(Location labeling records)
----------------------------------------
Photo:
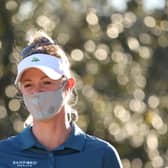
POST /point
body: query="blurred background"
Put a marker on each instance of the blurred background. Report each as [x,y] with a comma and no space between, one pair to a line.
[119,55]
----------------------------------------
Problem requirements: Reproduce the records above, substituting "hazy" for each occurrence of "blurred" and leaving everything else unchanged. Omit the pictures.

The reply:
Photo:
POST /point
body: query="hazy background"
Put a marker on each instance of the hazy background. Report each as [x,y] with a comma and no space between, one pair to a line.
[119,55]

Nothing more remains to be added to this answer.